**WORK TO DO**:
State how many lines in the entries below contain the word "find", matching case exactly, and give only that number.

**DATA TO USE**:
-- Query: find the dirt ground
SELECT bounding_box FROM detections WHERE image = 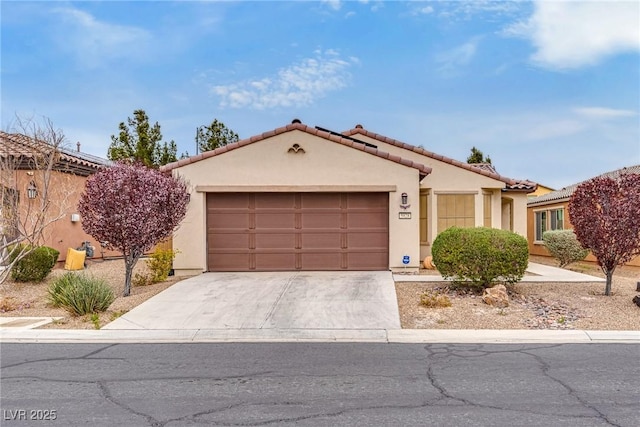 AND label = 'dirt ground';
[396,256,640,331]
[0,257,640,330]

---

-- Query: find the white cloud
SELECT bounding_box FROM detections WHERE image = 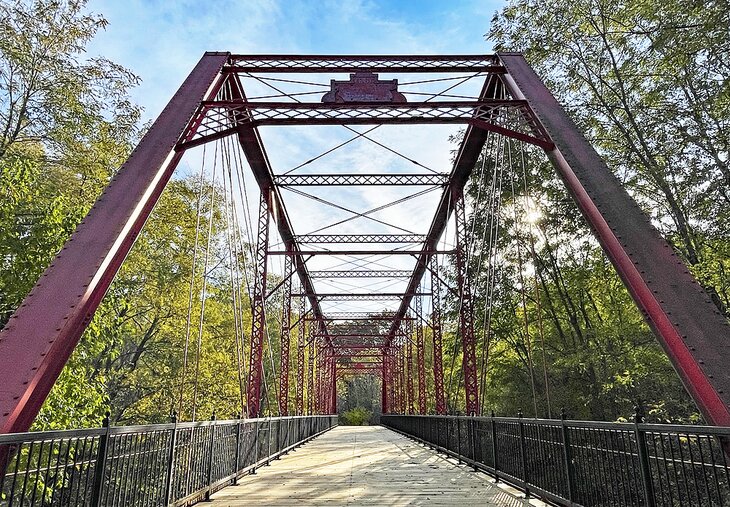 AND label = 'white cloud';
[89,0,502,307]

--

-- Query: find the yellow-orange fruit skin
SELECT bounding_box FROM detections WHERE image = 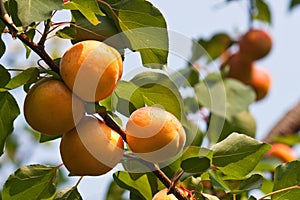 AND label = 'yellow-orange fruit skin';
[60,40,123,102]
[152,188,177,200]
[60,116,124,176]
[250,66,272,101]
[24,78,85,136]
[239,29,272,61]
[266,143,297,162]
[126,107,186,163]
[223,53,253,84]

**FULL ANSWER**:
3